- What needs to be done
Only the lines of the data below from the one with "Note: spot each instance of the open" through the one with "Note: spot each instance of the young deer" are wanted. Repeat them exactly.

Stored data entries

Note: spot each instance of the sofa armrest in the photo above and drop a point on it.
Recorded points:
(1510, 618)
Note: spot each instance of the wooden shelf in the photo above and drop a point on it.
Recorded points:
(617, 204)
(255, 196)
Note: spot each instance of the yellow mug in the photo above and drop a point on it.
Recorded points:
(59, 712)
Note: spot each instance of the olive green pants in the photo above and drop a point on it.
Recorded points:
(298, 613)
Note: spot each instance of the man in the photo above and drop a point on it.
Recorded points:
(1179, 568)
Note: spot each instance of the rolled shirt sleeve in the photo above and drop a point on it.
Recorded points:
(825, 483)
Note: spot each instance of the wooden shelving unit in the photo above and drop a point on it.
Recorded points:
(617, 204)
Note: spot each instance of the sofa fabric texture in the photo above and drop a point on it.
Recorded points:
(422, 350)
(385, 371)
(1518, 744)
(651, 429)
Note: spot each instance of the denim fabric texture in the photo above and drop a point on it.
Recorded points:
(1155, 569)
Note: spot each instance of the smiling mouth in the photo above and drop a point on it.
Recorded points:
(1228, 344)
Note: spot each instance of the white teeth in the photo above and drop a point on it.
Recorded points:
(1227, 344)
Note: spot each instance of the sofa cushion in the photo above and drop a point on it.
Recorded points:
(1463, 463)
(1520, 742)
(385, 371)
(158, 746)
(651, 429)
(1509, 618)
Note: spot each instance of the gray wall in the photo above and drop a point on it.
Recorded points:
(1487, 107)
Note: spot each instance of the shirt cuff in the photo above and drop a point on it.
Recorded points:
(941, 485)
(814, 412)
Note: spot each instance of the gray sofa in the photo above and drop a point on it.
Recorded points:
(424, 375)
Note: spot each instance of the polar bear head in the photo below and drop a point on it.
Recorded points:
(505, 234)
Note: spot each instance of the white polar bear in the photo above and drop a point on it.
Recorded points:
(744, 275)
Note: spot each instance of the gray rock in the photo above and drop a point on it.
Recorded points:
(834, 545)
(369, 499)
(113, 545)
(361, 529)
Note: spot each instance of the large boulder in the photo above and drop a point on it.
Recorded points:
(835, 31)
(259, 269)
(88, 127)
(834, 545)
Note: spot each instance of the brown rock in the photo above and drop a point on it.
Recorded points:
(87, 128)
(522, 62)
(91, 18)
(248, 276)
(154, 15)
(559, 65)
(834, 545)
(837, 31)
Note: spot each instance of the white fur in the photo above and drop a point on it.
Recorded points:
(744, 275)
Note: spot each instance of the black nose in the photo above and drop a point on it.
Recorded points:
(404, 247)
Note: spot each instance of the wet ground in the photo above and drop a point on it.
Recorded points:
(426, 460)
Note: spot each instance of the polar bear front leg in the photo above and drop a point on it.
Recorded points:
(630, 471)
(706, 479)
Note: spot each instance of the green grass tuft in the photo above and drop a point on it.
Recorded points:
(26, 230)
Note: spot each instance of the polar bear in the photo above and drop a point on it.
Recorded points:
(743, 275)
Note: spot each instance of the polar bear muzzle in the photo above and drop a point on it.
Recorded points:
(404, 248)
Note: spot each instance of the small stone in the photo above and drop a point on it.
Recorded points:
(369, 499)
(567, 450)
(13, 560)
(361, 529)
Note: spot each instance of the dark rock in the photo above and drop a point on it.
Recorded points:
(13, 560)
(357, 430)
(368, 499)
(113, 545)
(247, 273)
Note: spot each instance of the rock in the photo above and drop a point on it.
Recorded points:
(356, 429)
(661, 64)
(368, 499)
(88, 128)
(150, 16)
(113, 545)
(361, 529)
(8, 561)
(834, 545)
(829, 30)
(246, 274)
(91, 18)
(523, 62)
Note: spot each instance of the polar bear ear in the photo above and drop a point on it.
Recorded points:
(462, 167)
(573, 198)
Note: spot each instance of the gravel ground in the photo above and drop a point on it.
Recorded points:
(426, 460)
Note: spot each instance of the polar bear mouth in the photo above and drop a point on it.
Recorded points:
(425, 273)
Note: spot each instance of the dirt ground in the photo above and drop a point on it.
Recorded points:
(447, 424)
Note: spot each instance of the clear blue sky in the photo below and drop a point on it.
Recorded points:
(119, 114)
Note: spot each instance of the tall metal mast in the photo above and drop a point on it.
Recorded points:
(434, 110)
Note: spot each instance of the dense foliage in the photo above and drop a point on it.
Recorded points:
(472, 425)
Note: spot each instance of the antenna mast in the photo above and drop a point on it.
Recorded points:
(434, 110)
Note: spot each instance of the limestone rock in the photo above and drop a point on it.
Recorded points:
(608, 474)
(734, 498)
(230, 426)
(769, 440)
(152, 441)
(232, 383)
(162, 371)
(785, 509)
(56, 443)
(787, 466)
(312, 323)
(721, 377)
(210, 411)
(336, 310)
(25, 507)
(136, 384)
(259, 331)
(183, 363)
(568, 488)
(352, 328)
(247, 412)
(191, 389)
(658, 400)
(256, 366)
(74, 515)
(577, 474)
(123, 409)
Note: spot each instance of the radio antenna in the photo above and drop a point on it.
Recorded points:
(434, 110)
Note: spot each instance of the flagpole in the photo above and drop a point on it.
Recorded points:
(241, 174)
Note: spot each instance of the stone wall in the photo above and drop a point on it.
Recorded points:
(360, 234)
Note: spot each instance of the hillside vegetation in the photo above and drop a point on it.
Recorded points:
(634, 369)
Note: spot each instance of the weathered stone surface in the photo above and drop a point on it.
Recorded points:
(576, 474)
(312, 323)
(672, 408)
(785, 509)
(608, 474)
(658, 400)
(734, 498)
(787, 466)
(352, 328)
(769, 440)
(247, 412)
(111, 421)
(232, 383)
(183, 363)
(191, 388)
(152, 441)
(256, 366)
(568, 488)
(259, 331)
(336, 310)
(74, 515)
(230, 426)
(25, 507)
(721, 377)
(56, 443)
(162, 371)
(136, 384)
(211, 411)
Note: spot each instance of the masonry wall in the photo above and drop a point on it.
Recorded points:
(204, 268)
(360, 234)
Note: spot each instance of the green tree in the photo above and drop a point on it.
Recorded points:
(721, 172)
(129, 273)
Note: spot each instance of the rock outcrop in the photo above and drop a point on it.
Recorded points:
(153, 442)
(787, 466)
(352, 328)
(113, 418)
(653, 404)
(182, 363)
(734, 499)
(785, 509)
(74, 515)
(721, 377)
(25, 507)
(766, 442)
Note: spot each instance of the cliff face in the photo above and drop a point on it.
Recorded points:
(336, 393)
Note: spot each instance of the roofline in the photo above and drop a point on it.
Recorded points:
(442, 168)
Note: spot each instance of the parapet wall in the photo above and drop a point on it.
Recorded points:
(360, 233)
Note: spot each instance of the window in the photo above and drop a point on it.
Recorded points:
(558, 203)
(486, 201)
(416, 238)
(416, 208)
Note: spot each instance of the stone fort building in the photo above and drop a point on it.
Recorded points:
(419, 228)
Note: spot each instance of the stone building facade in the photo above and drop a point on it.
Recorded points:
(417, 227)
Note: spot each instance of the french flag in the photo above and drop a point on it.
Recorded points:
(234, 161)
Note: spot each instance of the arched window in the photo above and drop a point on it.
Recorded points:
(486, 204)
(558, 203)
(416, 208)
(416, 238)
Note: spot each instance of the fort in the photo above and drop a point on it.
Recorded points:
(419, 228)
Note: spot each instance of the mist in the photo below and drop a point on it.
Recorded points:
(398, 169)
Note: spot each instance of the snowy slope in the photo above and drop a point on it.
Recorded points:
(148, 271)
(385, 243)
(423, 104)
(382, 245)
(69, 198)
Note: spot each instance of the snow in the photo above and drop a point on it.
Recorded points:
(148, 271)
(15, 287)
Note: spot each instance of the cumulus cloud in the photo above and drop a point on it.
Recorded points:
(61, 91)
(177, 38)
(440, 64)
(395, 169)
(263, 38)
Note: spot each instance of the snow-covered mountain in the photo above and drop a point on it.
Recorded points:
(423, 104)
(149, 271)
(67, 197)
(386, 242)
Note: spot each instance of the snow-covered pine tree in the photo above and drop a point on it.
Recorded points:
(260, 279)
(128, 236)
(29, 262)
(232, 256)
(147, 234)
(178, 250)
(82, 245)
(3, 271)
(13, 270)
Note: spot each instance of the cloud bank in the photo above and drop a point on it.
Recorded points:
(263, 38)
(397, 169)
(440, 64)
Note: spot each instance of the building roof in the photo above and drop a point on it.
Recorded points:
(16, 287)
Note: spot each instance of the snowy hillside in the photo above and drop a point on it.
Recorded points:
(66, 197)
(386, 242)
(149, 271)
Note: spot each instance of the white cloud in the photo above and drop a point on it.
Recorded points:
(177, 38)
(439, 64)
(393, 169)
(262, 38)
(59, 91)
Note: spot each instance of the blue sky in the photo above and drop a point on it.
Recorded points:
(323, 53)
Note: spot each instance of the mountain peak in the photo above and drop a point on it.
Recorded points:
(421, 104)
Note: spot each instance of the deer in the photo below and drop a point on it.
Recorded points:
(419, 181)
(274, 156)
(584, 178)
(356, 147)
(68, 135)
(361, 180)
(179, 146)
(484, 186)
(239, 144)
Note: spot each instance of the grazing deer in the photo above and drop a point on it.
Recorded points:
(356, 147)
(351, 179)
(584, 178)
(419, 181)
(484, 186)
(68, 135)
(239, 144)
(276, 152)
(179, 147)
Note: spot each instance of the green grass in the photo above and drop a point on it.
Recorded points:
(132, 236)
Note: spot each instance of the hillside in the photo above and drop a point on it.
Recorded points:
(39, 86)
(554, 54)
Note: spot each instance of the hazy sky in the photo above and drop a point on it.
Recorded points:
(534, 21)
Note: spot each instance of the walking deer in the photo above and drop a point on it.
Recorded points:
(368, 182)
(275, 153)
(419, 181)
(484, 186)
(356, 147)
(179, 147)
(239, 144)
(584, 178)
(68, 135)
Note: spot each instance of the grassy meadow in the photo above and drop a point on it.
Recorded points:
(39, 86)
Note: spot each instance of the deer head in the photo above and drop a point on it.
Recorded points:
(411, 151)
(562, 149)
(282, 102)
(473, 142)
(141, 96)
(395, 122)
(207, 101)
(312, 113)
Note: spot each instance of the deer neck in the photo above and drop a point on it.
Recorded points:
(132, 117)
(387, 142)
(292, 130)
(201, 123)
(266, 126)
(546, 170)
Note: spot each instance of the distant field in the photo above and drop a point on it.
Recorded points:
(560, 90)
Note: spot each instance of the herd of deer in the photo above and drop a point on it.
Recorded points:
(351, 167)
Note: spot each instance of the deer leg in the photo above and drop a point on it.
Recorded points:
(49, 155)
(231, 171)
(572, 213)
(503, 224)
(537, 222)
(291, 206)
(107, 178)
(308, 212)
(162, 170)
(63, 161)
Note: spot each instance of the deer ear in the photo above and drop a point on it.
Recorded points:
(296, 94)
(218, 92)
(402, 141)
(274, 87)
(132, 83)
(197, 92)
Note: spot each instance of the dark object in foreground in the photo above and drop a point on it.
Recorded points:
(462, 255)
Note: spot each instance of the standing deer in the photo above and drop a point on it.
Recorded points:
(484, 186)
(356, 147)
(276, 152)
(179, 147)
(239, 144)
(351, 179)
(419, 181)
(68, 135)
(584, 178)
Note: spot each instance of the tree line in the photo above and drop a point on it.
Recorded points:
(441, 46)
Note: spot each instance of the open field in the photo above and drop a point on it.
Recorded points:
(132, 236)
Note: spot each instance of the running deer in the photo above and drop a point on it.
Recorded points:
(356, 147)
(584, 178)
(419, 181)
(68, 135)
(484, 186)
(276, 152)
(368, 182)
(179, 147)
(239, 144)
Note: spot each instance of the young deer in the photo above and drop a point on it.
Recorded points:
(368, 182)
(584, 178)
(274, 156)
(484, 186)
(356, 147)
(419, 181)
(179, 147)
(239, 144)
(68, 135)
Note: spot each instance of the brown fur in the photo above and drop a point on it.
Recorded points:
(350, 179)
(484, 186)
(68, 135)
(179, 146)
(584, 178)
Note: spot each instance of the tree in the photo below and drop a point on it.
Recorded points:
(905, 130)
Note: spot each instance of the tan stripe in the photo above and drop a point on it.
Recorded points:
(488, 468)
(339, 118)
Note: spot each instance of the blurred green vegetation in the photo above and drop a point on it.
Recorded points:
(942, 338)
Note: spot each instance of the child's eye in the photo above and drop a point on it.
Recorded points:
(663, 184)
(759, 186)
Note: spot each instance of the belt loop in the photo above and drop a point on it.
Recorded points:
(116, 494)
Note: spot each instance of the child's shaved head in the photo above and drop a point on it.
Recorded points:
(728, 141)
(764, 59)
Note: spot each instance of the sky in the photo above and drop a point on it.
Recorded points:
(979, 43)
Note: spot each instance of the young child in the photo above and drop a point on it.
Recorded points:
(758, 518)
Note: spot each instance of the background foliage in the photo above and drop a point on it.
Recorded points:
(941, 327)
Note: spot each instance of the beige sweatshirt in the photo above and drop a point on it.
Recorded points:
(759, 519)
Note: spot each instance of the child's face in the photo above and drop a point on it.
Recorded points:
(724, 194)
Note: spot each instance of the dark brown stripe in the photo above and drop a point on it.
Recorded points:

- Response
Note: spot each instance of the open field in the photo above and drop a point on it.
Recorded points:
(132, 236)
Note: spot each instance of the running deer in the photo above and drop a point on it.
Recorded points:
(356, 147)
(584, 178)
(419, 181)
(68, 135)
(484, 186)
(276, 152)
(368, 182)
(179, 147)
(239, 144)
Note: spot each instance of the young deer in the photo above and drop a point on it.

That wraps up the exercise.